Consignes de l'exercice:
a. Résumez en deux phrases l'extrait sur l'évaluation et la remédiation scolaires.
b. Poursuivez, s'il vous plaît, l'article sur l'évaluation et la remédiation à partir de sa dernière phrase.

Extrait choisi:
——

Article
« Évaluer pour remédier »
Dominique VACHELARD
« Nous sommes frères par la nature, mais étrangers par l’éducation. »
C’est cette conception et ce mode opératoire, hautement démagogiques, qui sont au fondement de notre système éducatif ; ce dernier le claironne d’ailleurs haut et fort pour persuader les usagers du service public d’éducation de sa volonté de démocratiser le savoir en assurant la réussite de tous. Ce qui impose la nécessaire évaluation pour pouvoir ensuite dispenser généreusement les remédiations indispensables aux nombreux enfants en difficulté. Quant à estimer l’importance de cet échec scolaire, c’est un peu comme le comptage des manifestants ; en l’occurrence, les points de vue divergent suivant le niveau de maitrise des savoirs qu’on exige. Or, l’institution a plutôt tendance à se satisfaire de capacités élémentaires (pour la maitrise de l’écrit, ce sont des comportements de nature alphabétique : on se satisfait d’un déchiffrage plus ou moins rapide), alors que certains militants, comme nous, à l’AFL, introduisent une subtile distinction. En ce qui concerne la maitrise de l’écrit, en effet, nous prétendons que le lecteur expert est celui qui est capable d’utiliser la langue écrite pour ce qu’elle a de spécifique par rapport à l’oral. Il s’agit essentiellement de tirer parti de l’étonnante rapidité qu’elle permet lors de l’accès et le traitement de l’information par l’œil, de la capacité qu’a l’écrit à véhiculer de l’information de manière totalement implicite, accessible par l’exercice de stratégies référentielles, ainsi que du pouvoir unique que confère l’usage de l’écriture pour outiller et construire la pensée.

——

Données enregistrées
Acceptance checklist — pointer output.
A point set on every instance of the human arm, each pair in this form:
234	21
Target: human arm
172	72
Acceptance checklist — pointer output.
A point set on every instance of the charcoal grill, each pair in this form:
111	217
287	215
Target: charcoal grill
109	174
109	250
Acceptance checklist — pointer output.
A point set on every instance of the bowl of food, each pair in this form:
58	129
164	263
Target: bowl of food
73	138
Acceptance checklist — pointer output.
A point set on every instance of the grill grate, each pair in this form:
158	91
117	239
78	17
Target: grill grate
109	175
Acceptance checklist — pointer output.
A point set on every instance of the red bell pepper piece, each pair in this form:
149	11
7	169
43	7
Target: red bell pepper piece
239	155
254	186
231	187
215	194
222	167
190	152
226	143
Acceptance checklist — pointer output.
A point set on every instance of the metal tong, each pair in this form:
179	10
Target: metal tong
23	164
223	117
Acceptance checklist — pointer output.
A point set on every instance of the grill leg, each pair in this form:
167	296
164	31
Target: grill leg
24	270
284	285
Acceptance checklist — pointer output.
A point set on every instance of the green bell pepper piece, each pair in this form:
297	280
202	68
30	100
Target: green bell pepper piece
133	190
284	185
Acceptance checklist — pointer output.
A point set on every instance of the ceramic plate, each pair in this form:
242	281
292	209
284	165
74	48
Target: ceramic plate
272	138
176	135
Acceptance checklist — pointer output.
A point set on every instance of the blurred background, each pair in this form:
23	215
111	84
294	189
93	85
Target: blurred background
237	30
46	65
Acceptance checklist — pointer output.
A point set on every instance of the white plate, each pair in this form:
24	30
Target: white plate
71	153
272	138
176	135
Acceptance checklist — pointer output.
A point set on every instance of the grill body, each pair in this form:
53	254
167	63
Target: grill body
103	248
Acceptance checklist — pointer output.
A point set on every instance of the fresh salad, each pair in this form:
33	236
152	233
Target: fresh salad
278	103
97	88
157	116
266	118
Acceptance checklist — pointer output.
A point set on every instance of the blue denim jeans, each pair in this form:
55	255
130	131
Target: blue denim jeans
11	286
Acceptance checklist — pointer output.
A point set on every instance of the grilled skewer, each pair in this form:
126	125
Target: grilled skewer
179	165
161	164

——

Réponses attendues:
a. Le système éducatif affirme vouloir démocratiser le savoir en assurant la réussite de tous, ce qui impose d'évaluer puis de dispenser des remédiations aux nombreux enfants en difficulté. L'ampleur de l'échec scolaire dépend du niveau de maitrise exigé : l'institution se satisfait de capacités élémentaires comme le déchiffrage, alors que l'AFL tient pour lecteur expert celui qui sait utiliser l'écrit pour ce qu'il a de spécifique par rapport à l'oral.

b.
Évaluer
Complément indispensable de la pédagogie par objectifs, l’évaluation puise son origine aux Etats-Unis dans un contexte socio-économique de rationalisation des processus de production industrielle (Taylor), notamment dans l’industrie automobile. Elle a rapidement envahi le monde du marketing, de la vente en général, elle est même devenue la panacée universelle : pas une institution, pas un établissement public ou privé ne saurait fonctionner aujourd’hui sans avoir recours à cette sacro-sainte évaluation. Et elle concerne aussi bien les politiques publiques que le nombre de palettes de soda ou de contrats d’assurance... Tout s’évalue !
Dans l’éducation, l’évaluation est d’ailleurs devenue une propre discipline en soi : en plus des évaluations nationales standardisées qui sont obligatoires à certains niveaux d’enseignement, on connait même des classes qui sont en permanence dans cette pratique. Pas une journée, ni une demi-journée sans évaluer ! Jusqu’à ignorer, du reste, pourquoi on évalue ainsi, à tours de bras.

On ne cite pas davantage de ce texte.